• [Position annotation records]
##############################

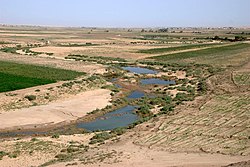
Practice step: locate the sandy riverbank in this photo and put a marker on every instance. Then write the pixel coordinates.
(56, 112)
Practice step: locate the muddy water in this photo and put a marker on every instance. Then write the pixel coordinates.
(136, 94)
(118, 118)
(139, 70)
(156, 81)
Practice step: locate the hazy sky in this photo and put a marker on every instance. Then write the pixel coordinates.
(126, 13)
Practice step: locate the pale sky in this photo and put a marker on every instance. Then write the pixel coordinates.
(126, 13)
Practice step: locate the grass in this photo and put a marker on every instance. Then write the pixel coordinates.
(205, 52)
(178, 48)
(242, 78)
(16, 76)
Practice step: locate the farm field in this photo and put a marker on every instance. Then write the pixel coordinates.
(19, 76)
(54, 79)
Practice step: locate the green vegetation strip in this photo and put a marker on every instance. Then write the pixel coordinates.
(204, 52)
(178, 48)
(14, 76)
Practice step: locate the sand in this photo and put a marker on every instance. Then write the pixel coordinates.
(56, 112)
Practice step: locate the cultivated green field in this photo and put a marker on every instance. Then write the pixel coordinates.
(178, 48)
(15, 76)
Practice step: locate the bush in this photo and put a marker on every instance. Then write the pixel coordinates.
(100, 137)
(2, 154)
(55, 136)
(118, 131)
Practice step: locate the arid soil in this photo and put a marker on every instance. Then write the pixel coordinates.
(212, 130)
(64, 110)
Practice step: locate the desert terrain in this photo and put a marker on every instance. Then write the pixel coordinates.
(63, 92)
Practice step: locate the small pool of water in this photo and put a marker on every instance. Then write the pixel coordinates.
(118, 118)
(136, 94)
(139, 70)
(117, 85)
(156, 81)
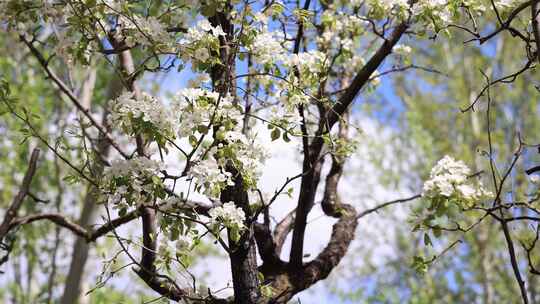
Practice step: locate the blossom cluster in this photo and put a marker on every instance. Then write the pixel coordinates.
(211, 177)
(229, 215)
(135, 115)
(449, 179)
(132, 181)
(147, 31)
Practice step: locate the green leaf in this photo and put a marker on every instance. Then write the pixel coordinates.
(427, 240)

##############################

• [Prompt]
Reproduce only the part of the records that opens with the line containing "Practice step: locate the blossom" and closes at the end of the records, swapping "marker" for "dot" and leaving everything else unchanged.

• [The solution]
Practice step: locate the blossom cluster in this photo and put a dot on every instance. Then write the pixel coordinates.
(211, 177)
(229, 215)
(135, 115)
(449, 179)
(132, 181)
(147, 31)
Practice step: locate the green leaf in this photo and put a dot on every instance. Then write the pixel coordinates.
(427, 240)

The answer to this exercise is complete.